(Photo-based point labeling data)

++++++++++++++++++++

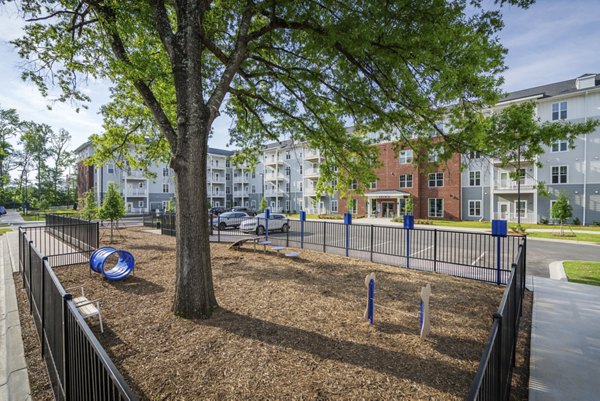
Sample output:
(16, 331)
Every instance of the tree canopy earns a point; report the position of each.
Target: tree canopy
(302, 70)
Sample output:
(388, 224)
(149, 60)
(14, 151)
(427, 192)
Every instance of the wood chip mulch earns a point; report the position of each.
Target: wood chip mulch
(288, 328)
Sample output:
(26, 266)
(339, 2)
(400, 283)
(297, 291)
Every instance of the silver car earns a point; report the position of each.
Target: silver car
(258, 224)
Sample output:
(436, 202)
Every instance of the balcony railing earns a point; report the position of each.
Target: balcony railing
(275, 177)
(136, 192)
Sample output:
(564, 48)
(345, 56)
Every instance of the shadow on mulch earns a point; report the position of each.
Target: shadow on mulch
(137, 285)
(362, 355)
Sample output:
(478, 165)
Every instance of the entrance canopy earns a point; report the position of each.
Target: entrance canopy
(386, 200)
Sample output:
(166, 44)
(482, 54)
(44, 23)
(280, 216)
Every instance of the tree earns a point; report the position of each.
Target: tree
(301, 69)
(562, 210)
(113, 207)
(515, 134)
(263, 204)
(89, 211)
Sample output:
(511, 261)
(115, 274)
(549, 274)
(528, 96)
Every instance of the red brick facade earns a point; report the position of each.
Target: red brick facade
(389, 179)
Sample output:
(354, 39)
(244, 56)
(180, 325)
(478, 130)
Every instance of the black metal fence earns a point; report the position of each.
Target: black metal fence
(493, 378)
(78, 367)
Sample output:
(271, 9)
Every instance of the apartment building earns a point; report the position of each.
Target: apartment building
(436, 192)
(489, 192)
(144, 194)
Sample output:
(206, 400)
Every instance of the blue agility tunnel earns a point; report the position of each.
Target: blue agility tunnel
(122, 269)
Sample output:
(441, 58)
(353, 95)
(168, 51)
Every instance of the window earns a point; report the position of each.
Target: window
(559, 174)
(560, 146)
(436, 207)
(406, 156)
(474, 208)
(559, 111)
(474, 178)
(436, 180)
(406, 181)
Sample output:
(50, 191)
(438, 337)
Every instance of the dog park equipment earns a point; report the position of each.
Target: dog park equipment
(370, 311)
(499, 230)
(122, 269)
(424, 321)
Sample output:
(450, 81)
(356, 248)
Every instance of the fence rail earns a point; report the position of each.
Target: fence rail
(78, 367)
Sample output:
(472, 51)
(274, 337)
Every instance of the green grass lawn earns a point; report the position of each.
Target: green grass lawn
(577, 237)
(583, 272)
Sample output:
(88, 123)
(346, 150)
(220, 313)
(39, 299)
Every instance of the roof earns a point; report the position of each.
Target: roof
(550, 90)
(221, 152)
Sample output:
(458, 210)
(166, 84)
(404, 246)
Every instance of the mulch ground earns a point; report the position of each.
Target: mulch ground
(289, 328)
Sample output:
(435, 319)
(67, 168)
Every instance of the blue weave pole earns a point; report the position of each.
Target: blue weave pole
(122, 269)
(371, 304)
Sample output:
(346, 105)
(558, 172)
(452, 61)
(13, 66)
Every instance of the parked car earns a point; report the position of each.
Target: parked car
(250, 211)
(217, 210)
(258, 224)
(229, 219)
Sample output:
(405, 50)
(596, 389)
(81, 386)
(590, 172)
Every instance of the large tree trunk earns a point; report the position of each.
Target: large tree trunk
(194, 293)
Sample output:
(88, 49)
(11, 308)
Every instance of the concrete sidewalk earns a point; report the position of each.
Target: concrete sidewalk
(565, 341)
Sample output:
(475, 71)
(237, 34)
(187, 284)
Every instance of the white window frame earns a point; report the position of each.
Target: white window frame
(406, 156)
(406, 180)
(559, 174)
(558, 109)
(437, 213)
(560, 144)
(523, 210)
(475, 178)
(474, 207)
(436, 180)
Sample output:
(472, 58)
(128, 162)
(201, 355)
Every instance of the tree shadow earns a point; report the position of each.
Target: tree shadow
(389, 362)
(136, 285)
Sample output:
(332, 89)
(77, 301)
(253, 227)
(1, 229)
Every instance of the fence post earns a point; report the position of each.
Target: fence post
(435, 250)
(324, 234)
(371, 242)
(500, 389)
(65, 331)
(287, 235)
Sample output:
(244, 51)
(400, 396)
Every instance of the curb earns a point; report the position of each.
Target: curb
(14, 380)
(557, 271)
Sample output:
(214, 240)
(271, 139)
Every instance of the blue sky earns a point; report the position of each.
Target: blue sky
(554, 40)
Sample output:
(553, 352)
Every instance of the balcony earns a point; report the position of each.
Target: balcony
(240, 179)
(275, 177)
(274, 192)
(312, 173)
(134, 174)
(273, 161)
(510, 187)
(312, 155)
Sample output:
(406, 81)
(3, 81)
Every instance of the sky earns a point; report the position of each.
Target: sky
(552, 41)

++++++++++++++++++++

_EXERCISE DESCRIPTION_
Leave images out of the retyped records; keep all else exact.

_COMPLETED TASK_
Sample output:
(16, 331)
Every instance of the tree canopy earns a point; report the position of each.
Target: tree canopy
(302, 70)
Sample output:
(388, 224)
(149, 60)
(14, 151)
(427, 192)
Every instance of the wood chip mulch earns a point; report the position of each.
Target: wood chip mulch
(288, 328)
Sample output:
(26, 266)
(339, 2)
(400, 283)
(297, 291)
Every instance of the silver car earns a point; report the position of each.
Target: silver car
(258, 224)
Sample output:
(436, 202)
Every instance of the balcony railing earns a point; report the position of each.
Target: balcony railing
(275, 177)
(136, 192)
Sample output:
(564, 48)
(345, 56)
Every instance of the shadow on mulch earns a point; report the position of each.
Target: shadow on mulch
(137, 285)
(362, 355)
Sample output:
(478, 165)
Every instance of the entrance canopy earns a point; report the position of each.
Target: entrance canopy
(386, 200)
Sample output:
(166, 44)
(482, 54)
(44, 23)
(280, 216)
Every instance of the tree earns a point; report the position of each.
Target: tree
(301, 69)
(562, 210)
(113, 207)
(515, 134)
(263, 204)
(89, 211)
Sample output:
(511, 261)
(115, 274)
(549, 274)
(528, 96)
Every instance of the red brick facade earns a point; report the position of each.
Target: red brick facade
(389, 179)
Sample output:
(354, 39)
(244, 56)
(180, 325)
(478, 130)
Every instance of the black metal fence earns a point; report the position of each.
Target: black metal fence
(493, 378)
(78, 367)
Sample output:
(271, 9)
Every instance of the apartment building earns a point; report the position of each.
Target: apartment building
(436, 192)
(489, 192)
(144, 194)
Sample output:
(206, 400)
Every instance of the blue agility tunnel earns a point; report the position of each.
Target: blue agility tunnel
(122, 269)
Sample output:
(441, 58)
(353, 95)
(168, 51)
Every instance of the window earns a point; report the position of each.
Target: window
(559, 174)
(560, 146)
(436, 207)
(406, 156)
(474, 208)
(559, 111)
(474, 178)
(436, 180)
(406, 181)
Sample output:
(50, 191)
(438, 337)
Every instance of the dog park equipment earns a point; report the position of each.
Target: dog park equipment
(370, 311)
(499, 230)
(122, 269)
(424, 321)
Sample output:
(450, 81)
(356, 248)
Every instance of the fence rail earns a point; report the position of each.
Target: fence rail
(78, 367)
Sample output:
(472, 51)
(274, 337)
Every instance of the green grass lawn earns a point; report the position of each.
Target: green grass lawn
(577, 237)
(583, 272)
Sample output:
(88, 123)
(346, 150)
(220, 313)
(39, 299)
Every instance of the roof earns a point; report the position of each.
Target: roof
(550, 90)
(221, 152)
Sample output:
(458, 210)
(166, 84)
(404, 246)
Every instance of the mulch ground earns a point; report the position of each.
Target: mulch ground
(289, 328)
Sample output:
(435, 319)
(67, 168)
Every instance of the blue weave pole earns a point; report the position of each.
Target: blue weave pole
(122, 269)
(371, 304)
Sample output:
(346, 105)
(558, 172)
(452, 61)
(13, 66)
Every instance of the parked car earns a point; report the position of each.
Target: parked car
(250, 211)
(217, 210)
(258, 224)
(229, 219)
Sample output:
(405, 50)
(596, 389)
(81, 386)
(590, 172)
Every instance of the large tree trunk earns a point; report the position of each.
Target: large tree trunk
(194, 293)
Sample output:
(88, 49)
(11, 308)
Every instance of the concrete sidewalk earns a point; report the position of each.
Target: concrete sidewalk
(565, 341)
Sample output:
(475, 71)
(237, 34)
(187, 284)
Every instance of the white window frame earns a point; report the position of each.
Target: white window frame
(406, 156)
(406, 180)
(559, 174)
(558, 109)
(437, 213)
(560, 144)
(523, 210)
(475, 178)
(474, 207)
(436, 180)
Sample output:
(472, 58)
(128, 162)
(201, 355)
Every instance of the tree shadow earns a point; report the position of each.
Target: tree shadow
(389, 362)
(136, 285)
Sample output:
(332, 89)
(77, 301)
(253, 227)
(1, 229)
Every instance of the fence post earns a point; report the position of each.
Target: fence post
(435, 250)
(324, 234)
(371, 242)
(500, 389)
(65, 331)
(287, 235)
Sample output:
(244, 51)
(400, 396)
Every instance of the curb earns a point; report the position of each.
Target: curb
(14, 380)
(557, 271)
Sample output:
(214, 240)
(271, 139)
Every instance of the blue sky earns a point; report the position of each.
Target: blue sky
(554, 40)
Sample output:
(553, 352)
Every instance of the balcony earns a point; report the position of each.
Target: balcony
(240, 179)
(275, 177)
(274, 192)
(312, 173)
(134, 174)
(273, 161)
(510, 187)
(312, 155)
Sample output:
(406, 81)
(3, 81)
Every instance of the sky earns a point; report the position of each.
Target: sky
(552, 41)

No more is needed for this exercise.